§ STUDY TEXT

*-*-*

In the ever-changing health care climate, not understanding all the details of your health care insurance plan could cost you extra visits to the doctor, and potentially thousands of dollars.
Deborah Leggett, nurse practitioner and co-owner of Primary Care Clinic of Jackson, compared knowing the price of your health care plan to ordering food at a restaurant.
“Have you ever looked at a menu and thought, where’s the prices?” Leggett said. “You want to know the price ahead of time; why should health care be any different? Educate yourself or it’s going to cost you.”
Being a ‘smarter’ shopper
Lisa Ragsdale, a local marketing consultant with Primary Care Clinic, said talking to your insurance provider and asking them as many questions as possible is important, because there is not one set place for information.
Ragsdale said researching on the Internet and talking to health care providers you trust are other options for consumers.
Depending on your insurance and deductible, primary care may be the best option. Primary Care Clinic co-owners Leggett and Kathy O’Connor said they want to help consumers save money where they can and avoid unnecessary procedures or trips to the doctor.
“If you had Aetna insurance and you had a $25 deductible for primary care — you’ve got to know your insurance because that $25 is generally going to cover the visit to the doctor,” Leggett said. “And anything other than that, if you’ve got a big policy, that is only going to pay to go to the doctor. But then you got $1,500 you’ve got to meet for your deductible instead of applying it to your insurance. They will bill your insurance for $190 for a lab that may only cost $45. They’ve got to look at their plans.”

*-*-*

§ REQUIREMENT
Set down verbatim the passage of the health insurance article starting at "Deborah Leggett, nurse" and ending at "at a restaurant.".

*-*-*

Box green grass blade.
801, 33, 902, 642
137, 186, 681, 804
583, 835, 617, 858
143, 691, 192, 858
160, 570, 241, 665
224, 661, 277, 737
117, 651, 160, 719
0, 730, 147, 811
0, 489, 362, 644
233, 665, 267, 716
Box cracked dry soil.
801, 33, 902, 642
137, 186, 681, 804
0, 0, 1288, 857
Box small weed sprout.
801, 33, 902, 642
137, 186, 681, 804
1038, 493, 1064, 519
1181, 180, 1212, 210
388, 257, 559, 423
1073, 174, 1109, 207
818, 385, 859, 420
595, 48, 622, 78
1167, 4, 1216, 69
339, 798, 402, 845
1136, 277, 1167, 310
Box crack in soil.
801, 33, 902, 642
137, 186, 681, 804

*-*-*

§ EXERCISE OUTPUT
Deborah Leggett, nurse practitioner and co-owner of Primary Care Clinic of Jackson, compared knowing the price of your health care plan to ordering food at a restaurant.